_PROBLEM DESCRIPTION_. Reproduce verbatim every line from the one that includes "I'd appreciate your help finding the path" to the closing line of the entries; omit everything before it.
____
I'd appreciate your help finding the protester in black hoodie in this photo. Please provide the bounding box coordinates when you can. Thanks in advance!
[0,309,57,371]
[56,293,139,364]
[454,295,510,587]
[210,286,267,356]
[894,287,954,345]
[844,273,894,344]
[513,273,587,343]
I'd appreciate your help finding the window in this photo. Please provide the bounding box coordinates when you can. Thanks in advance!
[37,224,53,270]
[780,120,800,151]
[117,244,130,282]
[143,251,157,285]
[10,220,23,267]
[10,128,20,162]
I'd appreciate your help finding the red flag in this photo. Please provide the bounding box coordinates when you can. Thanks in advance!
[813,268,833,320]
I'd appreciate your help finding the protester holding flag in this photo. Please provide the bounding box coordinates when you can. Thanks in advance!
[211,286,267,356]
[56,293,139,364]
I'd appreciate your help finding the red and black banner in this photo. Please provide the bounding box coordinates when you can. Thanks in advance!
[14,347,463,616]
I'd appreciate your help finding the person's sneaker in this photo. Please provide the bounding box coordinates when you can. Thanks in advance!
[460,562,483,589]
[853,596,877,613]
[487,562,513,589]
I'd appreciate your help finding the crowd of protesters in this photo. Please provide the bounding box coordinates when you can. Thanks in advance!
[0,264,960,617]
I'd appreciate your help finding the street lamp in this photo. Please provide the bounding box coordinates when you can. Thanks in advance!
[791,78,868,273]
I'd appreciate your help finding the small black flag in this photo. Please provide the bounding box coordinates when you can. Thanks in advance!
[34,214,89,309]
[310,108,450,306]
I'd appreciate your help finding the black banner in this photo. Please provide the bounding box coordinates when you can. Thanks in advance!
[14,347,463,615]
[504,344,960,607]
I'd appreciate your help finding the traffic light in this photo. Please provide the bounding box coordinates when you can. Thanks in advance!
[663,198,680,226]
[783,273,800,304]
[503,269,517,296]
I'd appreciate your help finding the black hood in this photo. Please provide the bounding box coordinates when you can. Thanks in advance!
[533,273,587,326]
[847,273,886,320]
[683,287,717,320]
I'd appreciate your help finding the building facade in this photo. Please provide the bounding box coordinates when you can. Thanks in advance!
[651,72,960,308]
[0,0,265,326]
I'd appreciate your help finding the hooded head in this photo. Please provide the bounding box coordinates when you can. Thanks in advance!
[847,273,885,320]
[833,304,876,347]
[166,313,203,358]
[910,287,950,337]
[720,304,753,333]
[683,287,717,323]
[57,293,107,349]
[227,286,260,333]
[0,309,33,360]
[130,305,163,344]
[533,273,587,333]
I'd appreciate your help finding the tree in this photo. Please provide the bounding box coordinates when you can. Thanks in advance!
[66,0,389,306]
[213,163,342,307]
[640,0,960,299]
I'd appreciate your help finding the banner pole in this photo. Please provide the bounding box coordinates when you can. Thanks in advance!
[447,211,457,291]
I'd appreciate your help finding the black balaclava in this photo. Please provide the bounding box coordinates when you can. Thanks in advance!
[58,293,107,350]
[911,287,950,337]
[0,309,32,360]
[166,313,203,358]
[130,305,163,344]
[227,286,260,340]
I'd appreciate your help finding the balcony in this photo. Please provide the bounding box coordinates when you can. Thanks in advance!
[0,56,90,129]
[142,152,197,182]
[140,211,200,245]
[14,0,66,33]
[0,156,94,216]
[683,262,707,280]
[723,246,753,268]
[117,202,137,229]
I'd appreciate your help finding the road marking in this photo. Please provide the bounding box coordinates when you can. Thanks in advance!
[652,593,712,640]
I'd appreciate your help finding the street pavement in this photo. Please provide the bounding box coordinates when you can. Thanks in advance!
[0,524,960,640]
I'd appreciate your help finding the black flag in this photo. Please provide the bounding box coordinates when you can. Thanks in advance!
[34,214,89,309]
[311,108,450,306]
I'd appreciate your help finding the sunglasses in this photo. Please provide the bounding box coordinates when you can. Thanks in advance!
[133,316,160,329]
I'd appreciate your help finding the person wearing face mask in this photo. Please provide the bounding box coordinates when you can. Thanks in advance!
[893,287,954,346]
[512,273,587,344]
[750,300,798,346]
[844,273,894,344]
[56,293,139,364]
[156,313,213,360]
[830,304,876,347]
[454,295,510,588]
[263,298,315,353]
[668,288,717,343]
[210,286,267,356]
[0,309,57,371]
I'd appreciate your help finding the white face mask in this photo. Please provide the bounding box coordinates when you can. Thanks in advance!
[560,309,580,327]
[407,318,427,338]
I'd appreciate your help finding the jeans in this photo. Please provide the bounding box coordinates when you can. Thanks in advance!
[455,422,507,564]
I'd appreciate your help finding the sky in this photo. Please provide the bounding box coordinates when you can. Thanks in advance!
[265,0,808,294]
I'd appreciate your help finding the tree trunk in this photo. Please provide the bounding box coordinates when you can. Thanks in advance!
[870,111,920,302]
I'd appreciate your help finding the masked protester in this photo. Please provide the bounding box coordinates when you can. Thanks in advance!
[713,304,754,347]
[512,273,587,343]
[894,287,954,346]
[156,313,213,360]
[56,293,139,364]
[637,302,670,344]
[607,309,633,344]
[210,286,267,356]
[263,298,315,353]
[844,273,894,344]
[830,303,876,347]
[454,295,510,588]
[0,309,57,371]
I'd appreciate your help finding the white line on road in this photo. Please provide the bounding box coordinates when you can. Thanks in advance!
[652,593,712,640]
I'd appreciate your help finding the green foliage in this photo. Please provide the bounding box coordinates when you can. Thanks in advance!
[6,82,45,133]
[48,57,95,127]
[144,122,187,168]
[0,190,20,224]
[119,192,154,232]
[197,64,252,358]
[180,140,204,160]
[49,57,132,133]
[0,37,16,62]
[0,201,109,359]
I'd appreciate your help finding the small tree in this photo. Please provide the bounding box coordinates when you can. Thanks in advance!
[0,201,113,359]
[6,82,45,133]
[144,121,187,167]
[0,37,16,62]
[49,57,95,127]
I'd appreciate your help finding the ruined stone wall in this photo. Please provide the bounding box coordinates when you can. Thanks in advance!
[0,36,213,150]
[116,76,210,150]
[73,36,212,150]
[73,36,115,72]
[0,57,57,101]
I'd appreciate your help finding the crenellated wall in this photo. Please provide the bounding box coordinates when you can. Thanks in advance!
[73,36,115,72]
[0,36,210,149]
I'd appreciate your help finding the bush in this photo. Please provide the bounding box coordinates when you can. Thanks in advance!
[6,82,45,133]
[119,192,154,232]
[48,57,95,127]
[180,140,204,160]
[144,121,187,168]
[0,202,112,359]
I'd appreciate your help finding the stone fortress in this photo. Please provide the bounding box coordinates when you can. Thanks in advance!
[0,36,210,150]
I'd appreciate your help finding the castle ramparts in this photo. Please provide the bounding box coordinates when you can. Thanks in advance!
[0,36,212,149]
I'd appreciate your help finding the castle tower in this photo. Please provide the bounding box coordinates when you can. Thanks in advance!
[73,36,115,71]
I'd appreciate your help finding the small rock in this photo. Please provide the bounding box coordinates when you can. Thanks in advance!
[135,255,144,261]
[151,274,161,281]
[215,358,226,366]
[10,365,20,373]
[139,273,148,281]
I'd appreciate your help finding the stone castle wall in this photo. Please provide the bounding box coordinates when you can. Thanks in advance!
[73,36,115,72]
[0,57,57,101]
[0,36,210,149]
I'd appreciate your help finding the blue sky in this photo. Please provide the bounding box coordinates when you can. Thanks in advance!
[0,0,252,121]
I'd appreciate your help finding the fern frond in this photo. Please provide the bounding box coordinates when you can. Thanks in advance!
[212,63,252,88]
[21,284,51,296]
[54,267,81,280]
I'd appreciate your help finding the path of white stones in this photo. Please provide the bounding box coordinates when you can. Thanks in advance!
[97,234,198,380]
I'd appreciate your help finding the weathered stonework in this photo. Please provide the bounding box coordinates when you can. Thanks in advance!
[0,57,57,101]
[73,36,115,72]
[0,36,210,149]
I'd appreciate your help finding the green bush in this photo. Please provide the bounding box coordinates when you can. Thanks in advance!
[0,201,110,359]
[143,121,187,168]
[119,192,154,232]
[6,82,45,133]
____
_PROBLEM SOLUTION_.
I'd appreciate your help finding the path of white stones in this photo. Please provide the bounding box coordinates when you can. Thanks in advance!
[97,234,198,380]
I'd appreciate your help finding the weathered stonework in this photo. Please provide the bounding box coordinates when you can. Thanks in advance!
[0,57,57,101]
[73,36,115,72]
[0,36,210,149]
I'd appreciate your help finding the green bush in this photo. Please provide the bounding box coordinates when you can. Thanks in advance!
[0,201,110,359]
[143,121,187,168]
[119,192,154,232]
[6,82,45,133]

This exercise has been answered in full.